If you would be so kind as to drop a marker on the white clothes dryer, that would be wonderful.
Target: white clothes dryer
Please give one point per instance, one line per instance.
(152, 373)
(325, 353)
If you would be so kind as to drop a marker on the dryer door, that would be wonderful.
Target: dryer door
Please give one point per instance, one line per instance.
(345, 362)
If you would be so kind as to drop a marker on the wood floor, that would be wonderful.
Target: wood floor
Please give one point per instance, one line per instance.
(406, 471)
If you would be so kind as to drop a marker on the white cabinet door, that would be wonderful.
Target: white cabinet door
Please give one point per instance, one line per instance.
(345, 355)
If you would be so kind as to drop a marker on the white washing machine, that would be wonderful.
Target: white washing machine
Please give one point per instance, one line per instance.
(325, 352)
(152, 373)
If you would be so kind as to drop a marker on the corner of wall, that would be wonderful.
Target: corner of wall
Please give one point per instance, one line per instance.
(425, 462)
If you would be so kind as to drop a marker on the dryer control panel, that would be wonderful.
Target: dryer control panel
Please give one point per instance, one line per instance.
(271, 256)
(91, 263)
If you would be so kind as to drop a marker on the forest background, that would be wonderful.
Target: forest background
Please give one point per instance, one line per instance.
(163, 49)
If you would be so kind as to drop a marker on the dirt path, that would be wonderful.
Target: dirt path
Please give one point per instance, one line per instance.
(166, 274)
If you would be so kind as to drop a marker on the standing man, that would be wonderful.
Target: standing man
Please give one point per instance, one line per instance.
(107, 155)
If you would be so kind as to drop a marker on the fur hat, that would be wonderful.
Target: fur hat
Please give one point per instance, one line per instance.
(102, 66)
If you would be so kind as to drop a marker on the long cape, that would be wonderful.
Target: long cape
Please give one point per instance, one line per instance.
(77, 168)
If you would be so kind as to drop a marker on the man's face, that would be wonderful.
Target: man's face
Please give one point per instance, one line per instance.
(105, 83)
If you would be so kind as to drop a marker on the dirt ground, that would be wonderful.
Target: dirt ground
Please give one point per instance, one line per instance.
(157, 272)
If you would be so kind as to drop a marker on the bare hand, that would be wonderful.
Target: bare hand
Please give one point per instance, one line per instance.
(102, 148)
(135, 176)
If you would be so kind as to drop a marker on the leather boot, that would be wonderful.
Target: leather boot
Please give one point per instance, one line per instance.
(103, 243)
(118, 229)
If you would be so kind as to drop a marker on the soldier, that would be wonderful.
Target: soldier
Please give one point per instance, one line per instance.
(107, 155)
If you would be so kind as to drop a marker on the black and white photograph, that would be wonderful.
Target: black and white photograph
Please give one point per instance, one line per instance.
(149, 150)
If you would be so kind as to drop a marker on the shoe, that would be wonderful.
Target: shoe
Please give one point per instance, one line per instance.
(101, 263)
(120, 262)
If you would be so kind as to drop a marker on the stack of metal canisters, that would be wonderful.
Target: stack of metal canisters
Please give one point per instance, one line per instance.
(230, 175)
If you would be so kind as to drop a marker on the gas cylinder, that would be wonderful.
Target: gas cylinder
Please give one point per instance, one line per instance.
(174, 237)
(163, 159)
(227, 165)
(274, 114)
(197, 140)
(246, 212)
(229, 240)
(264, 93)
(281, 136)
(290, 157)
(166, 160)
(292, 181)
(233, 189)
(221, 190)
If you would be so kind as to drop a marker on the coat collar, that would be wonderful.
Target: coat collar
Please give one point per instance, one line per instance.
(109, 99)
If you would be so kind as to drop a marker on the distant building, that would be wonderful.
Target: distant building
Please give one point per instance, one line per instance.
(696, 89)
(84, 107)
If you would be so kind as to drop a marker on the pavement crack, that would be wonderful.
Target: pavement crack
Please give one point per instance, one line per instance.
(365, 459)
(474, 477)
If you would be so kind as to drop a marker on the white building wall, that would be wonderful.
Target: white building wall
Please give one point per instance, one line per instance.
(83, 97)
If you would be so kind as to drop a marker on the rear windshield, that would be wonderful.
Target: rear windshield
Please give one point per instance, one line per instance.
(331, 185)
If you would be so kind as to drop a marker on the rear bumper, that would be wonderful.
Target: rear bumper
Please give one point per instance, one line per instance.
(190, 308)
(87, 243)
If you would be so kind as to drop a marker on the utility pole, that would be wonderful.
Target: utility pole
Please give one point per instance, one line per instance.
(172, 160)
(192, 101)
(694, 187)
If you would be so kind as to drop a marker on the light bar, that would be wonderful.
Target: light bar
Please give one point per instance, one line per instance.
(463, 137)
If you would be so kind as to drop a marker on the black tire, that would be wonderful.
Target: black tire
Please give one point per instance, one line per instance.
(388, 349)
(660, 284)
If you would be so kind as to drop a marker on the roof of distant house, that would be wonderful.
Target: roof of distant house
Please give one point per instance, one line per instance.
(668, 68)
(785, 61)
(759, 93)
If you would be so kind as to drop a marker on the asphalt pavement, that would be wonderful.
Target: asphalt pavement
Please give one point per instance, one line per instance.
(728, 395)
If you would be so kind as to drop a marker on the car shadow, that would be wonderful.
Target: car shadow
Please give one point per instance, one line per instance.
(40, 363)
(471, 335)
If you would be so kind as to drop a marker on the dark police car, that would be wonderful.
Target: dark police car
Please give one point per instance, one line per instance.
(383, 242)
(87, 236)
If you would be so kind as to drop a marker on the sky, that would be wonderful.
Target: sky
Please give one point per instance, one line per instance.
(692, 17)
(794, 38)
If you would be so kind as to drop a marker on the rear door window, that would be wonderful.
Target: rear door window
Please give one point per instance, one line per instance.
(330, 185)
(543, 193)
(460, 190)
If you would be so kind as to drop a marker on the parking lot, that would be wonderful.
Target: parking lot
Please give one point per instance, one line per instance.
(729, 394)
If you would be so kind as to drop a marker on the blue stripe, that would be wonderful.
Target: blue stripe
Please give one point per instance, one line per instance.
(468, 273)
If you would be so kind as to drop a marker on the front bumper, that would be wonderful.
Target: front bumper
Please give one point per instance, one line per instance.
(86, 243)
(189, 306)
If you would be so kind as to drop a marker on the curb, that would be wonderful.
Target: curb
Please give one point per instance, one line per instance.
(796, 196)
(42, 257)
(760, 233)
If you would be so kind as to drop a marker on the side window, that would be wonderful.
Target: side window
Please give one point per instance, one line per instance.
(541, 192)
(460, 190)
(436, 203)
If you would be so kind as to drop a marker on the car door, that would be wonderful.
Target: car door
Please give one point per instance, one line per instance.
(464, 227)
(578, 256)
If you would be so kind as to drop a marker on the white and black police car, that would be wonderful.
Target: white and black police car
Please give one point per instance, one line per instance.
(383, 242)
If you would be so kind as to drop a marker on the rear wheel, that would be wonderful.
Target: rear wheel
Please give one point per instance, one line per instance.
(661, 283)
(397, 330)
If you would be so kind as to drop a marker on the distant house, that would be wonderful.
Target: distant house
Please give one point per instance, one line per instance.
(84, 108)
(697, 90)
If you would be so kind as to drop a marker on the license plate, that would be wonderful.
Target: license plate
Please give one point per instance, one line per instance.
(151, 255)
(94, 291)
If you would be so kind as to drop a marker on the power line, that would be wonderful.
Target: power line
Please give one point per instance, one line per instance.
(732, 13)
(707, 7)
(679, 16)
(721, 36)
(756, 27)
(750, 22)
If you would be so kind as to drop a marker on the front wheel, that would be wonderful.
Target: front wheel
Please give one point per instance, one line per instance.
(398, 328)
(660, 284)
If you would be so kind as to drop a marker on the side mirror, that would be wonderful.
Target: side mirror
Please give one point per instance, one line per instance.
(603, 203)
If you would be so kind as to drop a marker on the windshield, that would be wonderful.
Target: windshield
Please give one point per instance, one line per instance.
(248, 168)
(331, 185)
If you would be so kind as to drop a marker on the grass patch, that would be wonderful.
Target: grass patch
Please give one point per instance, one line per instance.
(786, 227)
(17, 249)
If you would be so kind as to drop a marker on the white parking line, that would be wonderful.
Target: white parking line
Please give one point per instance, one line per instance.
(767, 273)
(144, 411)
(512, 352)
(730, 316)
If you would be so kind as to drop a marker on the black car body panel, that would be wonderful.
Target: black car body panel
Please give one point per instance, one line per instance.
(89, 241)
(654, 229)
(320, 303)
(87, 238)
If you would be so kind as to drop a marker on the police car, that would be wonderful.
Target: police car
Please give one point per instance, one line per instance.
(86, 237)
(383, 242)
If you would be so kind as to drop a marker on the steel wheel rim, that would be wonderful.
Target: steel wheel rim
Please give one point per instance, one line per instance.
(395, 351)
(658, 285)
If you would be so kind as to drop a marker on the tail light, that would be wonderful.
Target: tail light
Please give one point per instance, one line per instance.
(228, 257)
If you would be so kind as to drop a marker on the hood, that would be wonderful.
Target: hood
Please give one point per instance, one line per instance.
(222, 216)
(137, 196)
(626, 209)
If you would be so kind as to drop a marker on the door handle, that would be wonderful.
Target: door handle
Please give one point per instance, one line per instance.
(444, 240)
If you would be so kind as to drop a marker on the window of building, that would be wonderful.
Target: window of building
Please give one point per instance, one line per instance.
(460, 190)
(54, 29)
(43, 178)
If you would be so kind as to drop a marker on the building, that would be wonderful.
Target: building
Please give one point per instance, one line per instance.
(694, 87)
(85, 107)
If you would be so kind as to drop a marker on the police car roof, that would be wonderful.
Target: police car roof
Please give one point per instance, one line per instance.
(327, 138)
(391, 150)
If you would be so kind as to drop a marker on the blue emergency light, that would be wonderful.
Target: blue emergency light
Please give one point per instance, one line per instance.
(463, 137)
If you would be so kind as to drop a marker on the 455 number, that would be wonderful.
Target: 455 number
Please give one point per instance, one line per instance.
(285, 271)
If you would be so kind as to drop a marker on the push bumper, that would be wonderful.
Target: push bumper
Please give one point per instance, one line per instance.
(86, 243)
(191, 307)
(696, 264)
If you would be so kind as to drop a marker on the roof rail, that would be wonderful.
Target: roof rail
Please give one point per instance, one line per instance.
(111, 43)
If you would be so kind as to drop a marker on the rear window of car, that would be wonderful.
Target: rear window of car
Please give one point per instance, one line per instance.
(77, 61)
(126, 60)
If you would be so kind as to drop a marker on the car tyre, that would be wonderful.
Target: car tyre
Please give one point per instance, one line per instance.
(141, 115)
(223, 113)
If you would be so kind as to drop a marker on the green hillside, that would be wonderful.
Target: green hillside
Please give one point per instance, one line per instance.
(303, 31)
⁂
**REQUIRED TASK:** Copy out the lines of the records starting at the line that contains "hillside, that would be wonderful." and ending at the last line of the records.

**COMPLETE RESPONSE:**
If you would be so kind as to drop a marker on the green hillside, that would be wonderful.
Target: green hillside
Please give one point per instance, one line per instance.
(303, 31)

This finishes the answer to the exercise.